### Selected passage
# # # #
First a note on the DJs, merely credited as “Announcer” on the back cover. (We know from the feature story mentioned above that the male announcer on #1-3 was someone named Mike Harrison, but I don’t know who the female Announcer on #4 was.) One main difference between these faux-FM broadcasts and real ones is that the CAP-FM announcer(s) have zero personality. The male Announcer on #1-3 and the female Announcer on #4 just indicate the songs about to be played, or that were just played, and might occasionally provide a few brief asides about the group. But there’s no attempt at “connecting” with the audience. Also worth noting is that there’s no hard selling on the records, no “You can find this album right here in the store!” sort of stuff. In fact they try to make it sound like a legitimate radio broadcast…the first What’s In-Store For You record even carries the conceit so far as to identify the faux-station as “WCAP-FM,” ie adding a “W” like real stations on the East Coast would have. Also worth noting that the Announcers do not say “Cap-FM;” the station call letters are spelled out, again like a real station: “C-A-P-FM.”
# # # #
(Dataset items)
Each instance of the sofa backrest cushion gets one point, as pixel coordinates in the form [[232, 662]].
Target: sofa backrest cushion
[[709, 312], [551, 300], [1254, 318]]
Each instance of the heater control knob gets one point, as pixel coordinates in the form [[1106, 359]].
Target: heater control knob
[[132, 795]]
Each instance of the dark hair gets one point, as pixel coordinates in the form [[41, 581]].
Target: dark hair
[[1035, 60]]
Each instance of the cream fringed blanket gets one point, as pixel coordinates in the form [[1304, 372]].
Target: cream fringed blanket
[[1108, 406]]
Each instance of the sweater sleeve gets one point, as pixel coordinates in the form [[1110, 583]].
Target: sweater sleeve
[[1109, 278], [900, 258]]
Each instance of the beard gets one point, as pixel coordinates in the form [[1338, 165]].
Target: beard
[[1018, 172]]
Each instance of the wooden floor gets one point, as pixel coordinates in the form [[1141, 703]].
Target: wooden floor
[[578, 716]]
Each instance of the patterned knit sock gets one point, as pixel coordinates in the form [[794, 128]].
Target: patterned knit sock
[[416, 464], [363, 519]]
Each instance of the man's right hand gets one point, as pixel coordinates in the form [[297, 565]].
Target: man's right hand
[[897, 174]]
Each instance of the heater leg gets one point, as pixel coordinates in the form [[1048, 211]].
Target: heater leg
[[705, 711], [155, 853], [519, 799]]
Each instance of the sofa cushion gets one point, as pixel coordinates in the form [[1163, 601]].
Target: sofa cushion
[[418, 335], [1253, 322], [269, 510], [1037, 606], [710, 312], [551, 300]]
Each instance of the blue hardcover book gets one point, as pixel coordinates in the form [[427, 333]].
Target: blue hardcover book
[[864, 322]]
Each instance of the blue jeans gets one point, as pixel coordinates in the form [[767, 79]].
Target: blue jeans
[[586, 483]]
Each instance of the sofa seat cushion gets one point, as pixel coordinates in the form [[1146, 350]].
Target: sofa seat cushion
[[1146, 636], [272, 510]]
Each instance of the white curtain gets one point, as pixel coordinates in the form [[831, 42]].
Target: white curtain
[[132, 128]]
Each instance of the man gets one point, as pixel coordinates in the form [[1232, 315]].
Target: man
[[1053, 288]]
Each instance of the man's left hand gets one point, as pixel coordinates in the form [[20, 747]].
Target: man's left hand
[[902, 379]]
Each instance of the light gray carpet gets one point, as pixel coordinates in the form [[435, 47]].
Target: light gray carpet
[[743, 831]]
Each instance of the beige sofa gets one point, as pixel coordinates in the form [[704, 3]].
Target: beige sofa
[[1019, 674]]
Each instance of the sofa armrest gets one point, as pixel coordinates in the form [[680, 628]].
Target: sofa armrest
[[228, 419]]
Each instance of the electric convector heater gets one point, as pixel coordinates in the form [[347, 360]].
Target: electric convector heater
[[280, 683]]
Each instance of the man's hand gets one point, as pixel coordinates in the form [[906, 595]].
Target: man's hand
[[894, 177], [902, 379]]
# # # #
### What to produce
In the passage on the CAP-FM records:
(a) What was the name of the male announcer on #1-3?
(b) What call letters did the first What's In-Store For You record give the faux-station?
(c) How do the announcers say the station's call letters?

### Written answer
(a) Mike Harrison
(b) "WCAP-FM"
(c) They spell them out: "C-A-P-FM."